(Dataset records)
----------------------------------------

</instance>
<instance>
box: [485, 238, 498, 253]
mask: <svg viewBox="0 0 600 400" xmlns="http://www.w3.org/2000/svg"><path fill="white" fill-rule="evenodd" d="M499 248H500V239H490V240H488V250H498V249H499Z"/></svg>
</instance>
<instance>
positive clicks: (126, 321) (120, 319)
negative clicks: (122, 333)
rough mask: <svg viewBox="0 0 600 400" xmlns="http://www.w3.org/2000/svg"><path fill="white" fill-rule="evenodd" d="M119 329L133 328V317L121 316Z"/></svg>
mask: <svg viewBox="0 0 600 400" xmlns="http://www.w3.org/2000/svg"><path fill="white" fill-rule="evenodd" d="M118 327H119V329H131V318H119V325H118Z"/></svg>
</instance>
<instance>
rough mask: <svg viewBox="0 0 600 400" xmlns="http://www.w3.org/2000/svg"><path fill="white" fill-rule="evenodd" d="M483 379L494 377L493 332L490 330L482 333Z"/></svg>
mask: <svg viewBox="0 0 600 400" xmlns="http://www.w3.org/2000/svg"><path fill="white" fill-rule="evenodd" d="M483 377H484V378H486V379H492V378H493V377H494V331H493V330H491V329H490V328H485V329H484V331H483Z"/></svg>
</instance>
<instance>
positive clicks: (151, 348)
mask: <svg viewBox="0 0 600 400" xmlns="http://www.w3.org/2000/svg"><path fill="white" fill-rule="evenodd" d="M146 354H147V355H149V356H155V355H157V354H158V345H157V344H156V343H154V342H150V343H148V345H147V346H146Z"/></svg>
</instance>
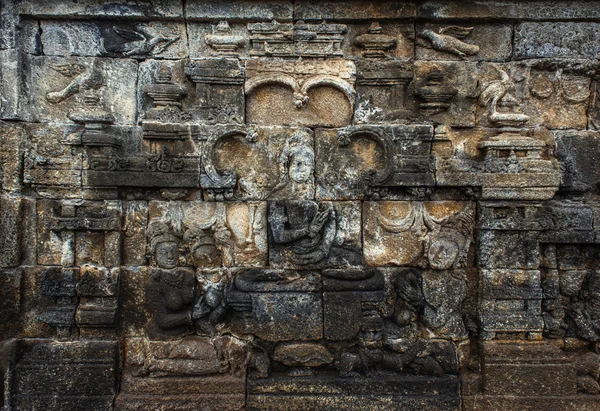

----------------------------------------

### Your instructions
Please find every line of the material above that contains the word "positive" and copy each one in full. Case counts.

### Task response
positive clicks: (126, 321) (120, 319)
positive clicks: (151, 348)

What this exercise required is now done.